What this task involves: Copy every entry below word for word, leaving the pictures out of your answer.

Stored items from a collection:
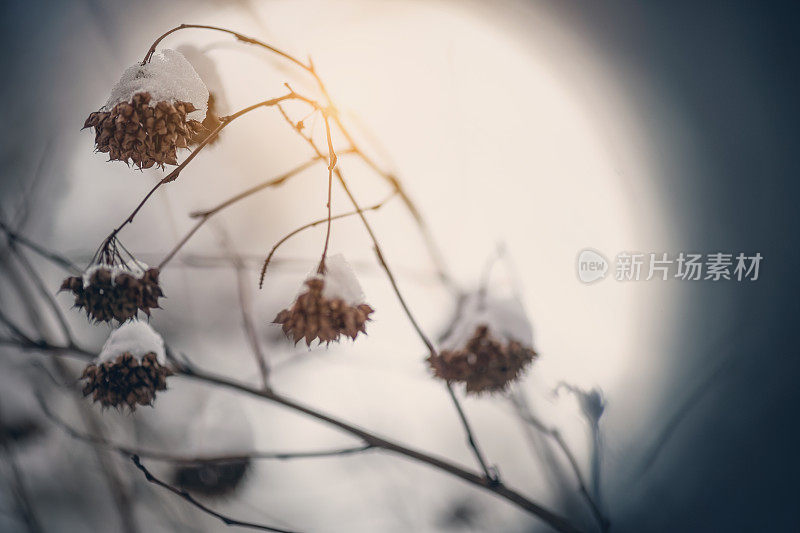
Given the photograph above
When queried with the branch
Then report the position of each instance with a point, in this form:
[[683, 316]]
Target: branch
[[526, 416], [228, 521], [311, 225], [471, 440], [203, 216], [182, 459], [309, 68], [172, 176], [556, 521]]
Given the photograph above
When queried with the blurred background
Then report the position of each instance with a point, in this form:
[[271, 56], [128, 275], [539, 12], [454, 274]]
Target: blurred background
[[537, 128]]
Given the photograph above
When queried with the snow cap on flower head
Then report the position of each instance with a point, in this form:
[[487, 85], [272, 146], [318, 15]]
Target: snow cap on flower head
[[130, 368], [153, 110], [167, 77], [332, 305], [115, 292], [487, 347], [137, 338]]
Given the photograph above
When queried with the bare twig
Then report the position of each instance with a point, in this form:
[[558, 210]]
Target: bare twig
[[227, 520], [331, 109], [16, 481], [246, 308], [555, 521], [203, 216], [172, 176], [311, 225], [471, 440], [192, 460], [524, 413], [59, 260]]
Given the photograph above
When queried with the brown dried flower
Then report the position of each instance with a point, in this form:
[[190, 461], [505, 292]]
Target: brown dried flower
[[109, 292], [126, 380], [212, 479], [314, 316], [484, 364], [144, 134]]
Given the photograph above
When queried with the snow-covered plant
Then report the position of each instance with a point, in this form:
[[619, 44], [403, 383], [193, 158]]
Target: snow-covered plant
[[488, 347], [130, 369], [331, 306], [157, 108]]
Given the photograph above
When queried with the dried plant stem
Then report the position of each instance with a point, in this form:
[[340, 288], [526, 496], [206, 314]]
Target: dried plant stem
[[311, 225], [556, 521], [309, 68], [172, 176], [523, 411], [471, 439], [20, 492], [331, 166], [228, 521], [203, 216], [59, 260], [118, 491], [246, 307], [192, 460]]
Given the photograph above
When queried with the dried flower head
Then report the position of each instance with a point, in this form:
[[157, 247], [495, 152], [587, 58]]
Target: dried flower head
[[484, 364], [130, 369], [487, 348], [115, 292], [331, 306], [212, 479], [222, 429], [153, 110]]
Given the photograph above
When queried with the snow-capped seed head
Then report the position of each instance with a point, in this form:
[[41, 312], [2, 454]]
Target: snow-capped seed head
[[130, 368], [167, 77], [488, 346], [332, 305], [341, 281], [137, 338], [592, 402], [153, 110], [115, 292]]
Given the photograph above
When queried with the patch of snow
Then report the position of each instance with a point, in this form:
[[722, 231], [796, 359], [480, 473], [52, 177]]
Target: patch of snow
[[505, 318], [341, 282], [135, 269], [135, 337], [222, 428], [168, 77]]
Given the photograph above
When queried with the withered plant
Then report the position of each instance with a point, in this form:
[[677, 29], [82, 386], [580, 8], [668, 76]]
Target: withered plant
[[150, 123]]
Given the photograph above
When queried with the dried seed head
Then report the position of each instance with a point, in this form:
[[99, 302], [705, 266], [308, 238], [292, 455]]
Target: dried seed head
[[126, 380], [484, 364], [130, 369], [212, 479], [314, 316], [108, 292], [144, 134], [487, 346]]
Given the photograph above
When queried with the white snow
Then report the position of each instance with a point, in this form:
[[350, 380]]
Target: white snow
[[136, 270], [135, 337], [168, 77], [222, 428], [341, 282], [505, 317]]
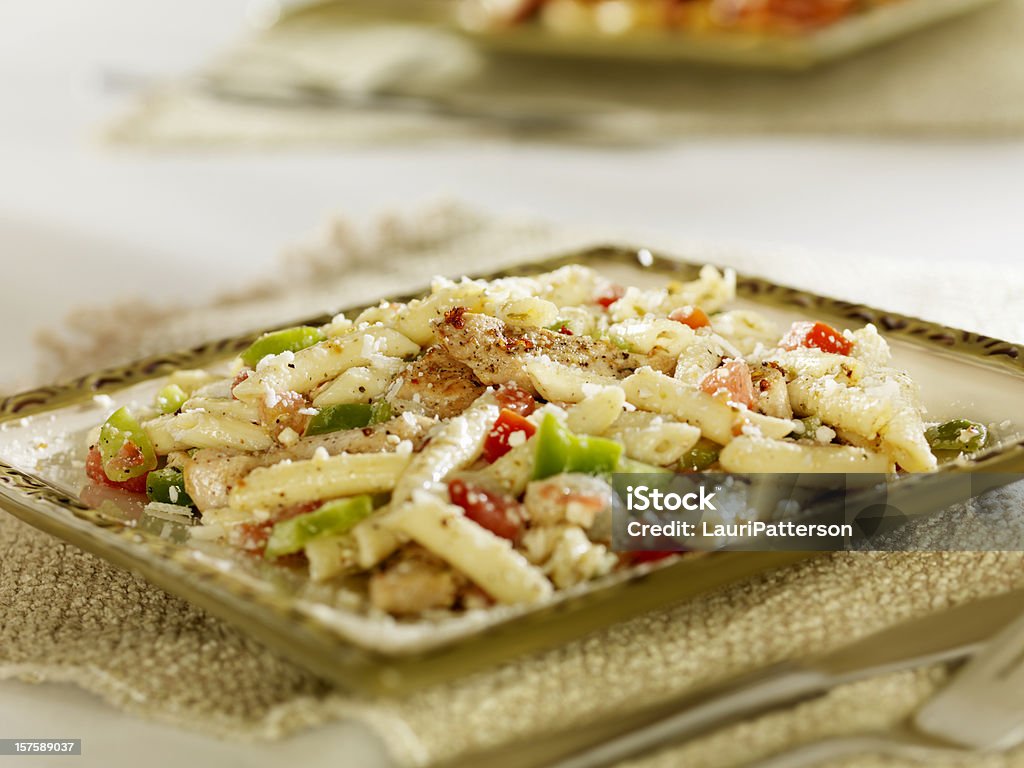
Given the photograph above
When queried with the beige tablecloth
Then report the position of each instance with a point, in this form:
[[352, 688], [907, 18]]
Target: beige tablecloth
[[961, 78], [67, 615]]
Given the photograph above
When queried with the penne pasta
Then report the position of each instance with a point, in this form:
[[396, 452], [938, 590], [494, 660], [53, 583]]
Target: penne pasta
[[458, 450], [290, 483], [753, 455]]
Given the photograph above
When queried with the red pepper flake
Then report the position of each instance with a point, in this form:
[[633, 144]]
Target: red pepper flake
[[454, 316], [500, 514]]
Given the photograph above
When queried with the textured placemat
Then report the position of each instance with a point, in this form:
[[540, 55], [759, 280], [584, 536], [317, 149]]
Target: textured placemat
[[963, 77], [66, 615]]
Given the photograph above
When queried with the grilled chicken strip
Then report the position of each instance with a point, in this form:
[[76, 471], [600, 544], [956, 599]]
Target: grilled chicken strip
[[210, 474], [496, 351], [438, 385]]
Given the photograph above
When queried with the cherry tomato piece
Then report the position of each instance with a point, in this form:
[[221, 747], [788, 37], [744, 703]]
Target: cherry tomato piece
[[818, 335]]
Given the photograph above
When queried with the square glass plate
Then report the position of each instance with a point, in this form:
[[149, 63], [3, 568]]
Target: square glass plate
[[43, 443]]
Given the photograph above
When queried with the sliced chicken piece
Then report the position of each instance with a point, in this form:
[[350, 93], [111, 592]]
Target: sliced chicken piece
[[414, 581], [210, 474], [438, 385], [496, 351]]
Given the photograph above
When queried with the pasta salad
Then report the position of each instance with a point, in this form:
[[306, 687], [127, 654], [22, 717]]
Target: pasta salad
[[455, 452]]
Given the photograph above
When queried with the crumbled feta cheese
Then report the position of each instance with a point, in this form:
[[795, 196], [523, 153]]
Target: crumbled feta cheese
[[824, 434], [270, 397]]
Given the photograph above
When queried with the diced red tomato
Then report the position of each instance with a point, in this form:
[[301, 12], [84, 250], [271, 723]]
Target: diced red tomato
[[285, 413], [500, 439], [500, 514], [818, 335], [514, 398], [610, 296], [693, 316], [734, 378], [94, 471]]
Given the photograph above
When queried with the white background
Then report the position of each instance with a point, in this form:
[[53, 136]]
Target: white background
[[81, 223]]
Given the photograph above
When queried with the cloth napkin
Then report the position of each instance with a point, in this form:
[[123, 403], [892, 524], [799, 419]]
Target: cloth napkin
[[66, 615], [962, 77]]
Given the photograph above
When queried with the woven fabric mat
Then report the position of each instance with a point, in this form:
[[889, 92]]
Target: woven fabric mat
[[66, 615], [963, 77]]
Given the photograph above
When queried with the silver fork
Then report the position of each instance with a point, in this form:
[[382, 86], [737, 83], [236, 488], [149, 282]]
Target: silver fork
[[981, 710]]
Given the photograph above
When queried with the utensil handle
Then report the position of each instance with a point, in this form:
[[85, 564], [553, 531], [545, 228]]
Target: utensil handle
[[617, 736]]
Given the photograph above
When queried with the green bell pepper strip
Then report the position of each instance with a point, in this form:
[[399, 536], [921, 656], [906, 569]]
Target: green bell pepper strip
[[957, 434], [634, 467], [559, 451], [330, 519], [289, 340], [348, 416], [698, 458], [125, 449], [171, 398], [167, 486], [593, 456]]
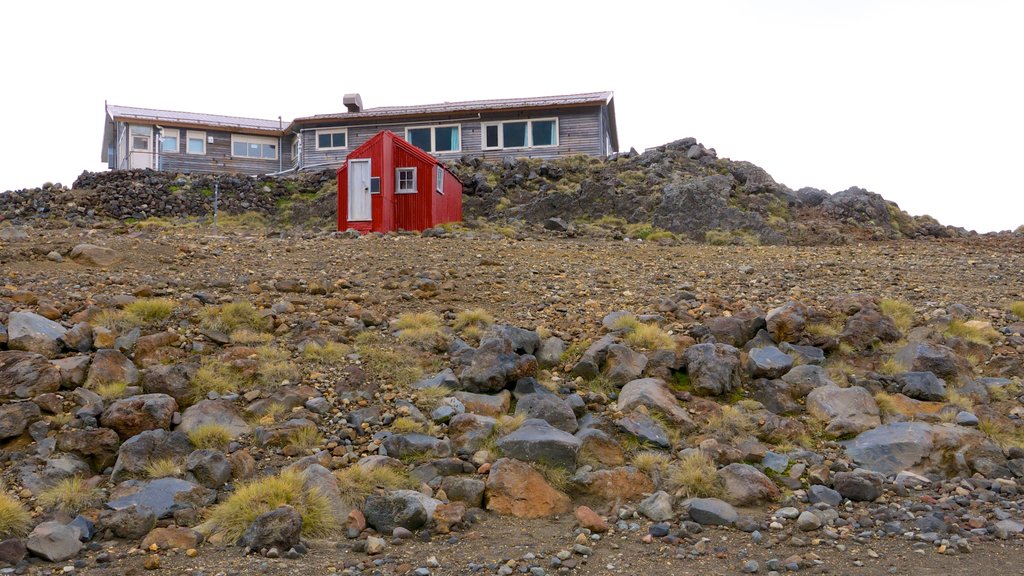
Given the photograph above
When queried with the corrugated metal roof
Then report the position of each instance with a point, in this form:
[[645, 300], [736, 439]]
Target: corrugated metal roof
[[469, 106], [170, 117]]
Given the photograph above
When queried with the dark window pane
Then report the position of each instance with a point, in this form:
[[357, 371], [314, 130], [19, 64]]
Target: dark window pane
[[420, 137], [514, 134], [543, 132], [446, 138]]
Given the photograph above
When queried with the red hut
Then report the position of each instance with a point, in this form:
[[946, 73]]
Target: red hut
[[388, 183]]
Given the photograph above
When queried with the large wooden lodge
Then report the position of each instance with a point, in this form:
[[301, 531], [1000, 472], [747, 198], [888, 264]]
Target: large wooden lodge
[[190, 142]]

Task answer:
Given the photograph above
When queried with the branch
Then report the position of each instance with a point, in this form:
[[683, 316]]
Target: branch
[[526, 416], [228, 521], [311, 225], [471, 440], [203, 216], [182, 459], [309, 68], [172, 176], [556, 521]]
Given the photograph above
When queried with the blurred background
Then report the position of each instance with a point, in this form:
[[271, 56], [128, 275], [539, 12], [454, 274]]
Target: blurred background
[[537, 128]]
Given the photograph above
When queried with the snow cap on flower head
Then report the position of each instance with a point, in this form:
[[487, 85], [272, 146], [318, 15]]
Target: snow cap on flower head
[[130, 368], [153, 110], [167, 77], [332, 305], [115, 292], [487, 347], [137, 338]]
Given the photograph above
When queried with the bare twig
Then report the position of each instance with a point, in this form:
[[558, 210]]
Target: bare twig
[[227, 520], [331, 109], [16, 481], [246, 308], [555, 521], [203, 216], [172, 176], [311, 225], [471, 440], [192, 460], [524, 413], [59, 260]]
Given the photograph above
When queried with the brown dried flower
Then report the position of each instance with a point, in this form:
[[190, 461], [505, 292]]
Target: brown dried flower
[[109, 292], [126, 380], [212, 479], [314, 316], [484, 364], [144, 134]]
Given the photograph above
When queried with the snow-covered plant
Then report the position of each instance with a point, in this form:
[[619, 44], [403, 383], [193, 158]]
Target: snow-covered plant
[[488, 347], [130, 369], [331, 306], [157, 108]]
Given the photograph above
When queried with the dried plant stem
Then report the position of each instance with a point, in this form:
[[340, 288], [526, 496], [206, 314]]
Target: dried plant stem
[[311, 225], [556, 521], [309, 68], [172, 176], [523, 411], [471, 439], [20, 492], [331, 166], [228, 521], [203, 216], [59, 260], [118, 491], [246, 307], [192, 460]]
Given the photograph above
When queried with the dried flower head
Then report the position of each instance with a point, in this form:
[[157, 247], [495, 152], [587, 58]]
Target: dried flower head
[[484, 364], [130, 369], [487, 348], [115, 292], [331, 306], [212, 479], [222, 429], [153, 110]]
Given the photograph above
When queried with the snow-capped seed head
Then report the position of each instance with a point, in this form:
[[41, 312], [2, 454]]
Target: snow-capped seed head
[[130, 368], [167, 77], [488, 346], [332, 305], [341, 281], [137, 338], [592, 402], [153, 110], [115, 292]]
Given the photograph above
When queried with the patch of snow
Then report the position of each instance with a point, in this form:
[[722, 231], [796, 359], [480, 473], [52, 177]]
Target: patch of snow
[[505, 318], [341, 282], [135, 269], [135, 337], [222, 428], [168, 77]]
Given the photograph above
When queried with the withered plant
Then report the position of each instance with a point, in this form:
[[677, 29], [82, 386], [580, 8], [668, 76]]
Target: withered plant
[[150, 123]]
Given the photograph above
When queried with the dried seed head
Then report the position of each instance with a point, in this form:
[[99, 302], [705, 266], [308, 238], [292, 455]]
Target: dried seed head
[[126, 380], [484, 364], [130, 369], [212, 479], [314, 316], [108, 292], [144, 134], [487, 346]]
Given the photograph above
When queried with the white snow
Then report the position of each instance with a point, in this form:
[[350, 380]]
Target: white snow
[[136, 270], [135, 337], [168, 77], [222, 428], [341, 282], [505, 317]]
Given the photograph above
When queried with the beige tablecloth
Then report the position of each instance with a point, in this form:
[[352, 688], [907, 18]]
Target: beige tablecloth
[[961, 78], [67, 615]]
Given the photograph above
When queried with the penne pasta
Then report the position of each instance with a point, in this form:
[[396, 452], [938, 590], [494, 660], [53, 583]]
Target: penne pasta
[[458, 450], [290, 483], [753, 455]]
Given the photograph above
When queried with the red pepper flake
Then report the position of each instance with a point, in this form:
[[633, 144]]
Target: red pepper flake
[[454, 316], [500, 514]]
Given the photograph above
When queried with the textured placemat
Then report the position of each instance with a point, in this form:
[[540, 55], [759, 280], [584, 536], [317, 149]]
Target: textured placemat
[[963, 77], [66, 615]]
Given the photograph above
When queried with the grilled chicken strip
Then report the position of each instance with a point, in this form:
[[76, 471], [600, 544], [956, 599]]
Target: grilled chicken strip
[[210, 474], [496, 351], [438, 385]]
Given the photograph above
When queried with the cherry tomato piece
Then report the position of each instance with a point, in this form:
[[221, 747], [788, 37], [744, 703]]
Target: cherry tomato piece
[[818, 335]]
Given the photograph above
When queried with the square glass plate
Then report the position of each instance with a point, in this form:
[[149, 63], [3, 568]]
Target: square glass plate
[[43, 443]]
Given the photograph above
When queried with the sliced chicken piece
Then report the position of each instance with a point, in this form:
[[350, 93], [111, 592]]
Target: sliced chicken piece
[[414, 581], [210, 474], [438, 385], [496, 351]]
Given the photograph above
When queried with the pasta salad
Then report the position of each instance with a point, in this form:
[[306, 687], [127, 654], [22, 717]]
Target: pasta salad
[[455, 452]]
Given the photograph above
When queried with the crumbled feta cheese
Then report the position of each instance with a point, in this form:
[[795, 196], [523, 153]]
Target: crumbled feta cheese
[[824, 434], [270, 397]]
Given the photograph above
When queried with the diced red tomato
Then report the position of each instance with a point, in this form:
[[301, 12], [84, 250], [271, 723]]
Target: diced red tomato
[[285, 413], [500, 439], [500, 514], [818, 335], [514, 398], [610, 296], [693, 316], [734, 378], [94, 471]]
Given the photograph above
When queried with the white background
Then report the position of each instance with a point, in this form:
[[53, 136]]
Target: white background
[[81, 223]]
Given the photograph above
When queried with the cloth napkin
Then report the position of each instance with a point, in this form:
[[123, 403], [892, 524], [799, 419]]
Target: cloth napkin
[[66, 615], [962, 77]]
Given the photograph above
When queried with the woven fabric mat
Then report the position of each instance with a point, in this form:
[[889, 92]]
Target: woven fabric mat
[[66, 615], [963, 77]]
Given the photograph above
When queried with the silver fork
Then report the position of each instance with a point, in this form:
[[382, 86], [737, 83], [236, 488], [149, 282]]
Target: silver fork
[[981, 710]]
Given the photograph above
When queried with the utensil handle
Then report the position of each instance with a point, in this form:
[[85, 564], [553, 531], [545, 228]]
Target: utensil handle
[[617, 736]]
Given the photograph above
When queried with the green bell pepper strip
Then report the position of each instance with a point, in this form:
[[399, 536], [921, 656], [906, 569]]
Target: green bell pepper strip
[[957, 434], [634, 467], [559, 451], [330, 519], [289, 340], [348, 416], [698, 458], [125, 449], [171, 398], [167, 486], [593, 456]]
Given the photograph above
When queried with the corrugated metal roof
Then report the position of each instance with a point, in this form:
[[645, 300], [736, 439]]
Target: corrugated metal roof
[[469, 106], [170, 117]]
Given the photograph above
When queried with the dark window pane
Then report the position of each instance with a point, in this form:
[[357, 371], [314, 130], [19, 64]]
Target: dark window pane
[[420, 137], [514, 134], [543, 132], [446, 138]]
Given the photograph above
When queried with the red hut
Then report the position of each instance with a point, in this form:
[[946, 73]]
Target: red hut
[[388, 183]]
Given the photograph above
When queried with the large wooden lodge
Then report the position of each instance with a point, in this form:
[[301, 531], [1000, 472], [747, 198], [888, 264]]
Target: large wooden lodge
[[190, 142]]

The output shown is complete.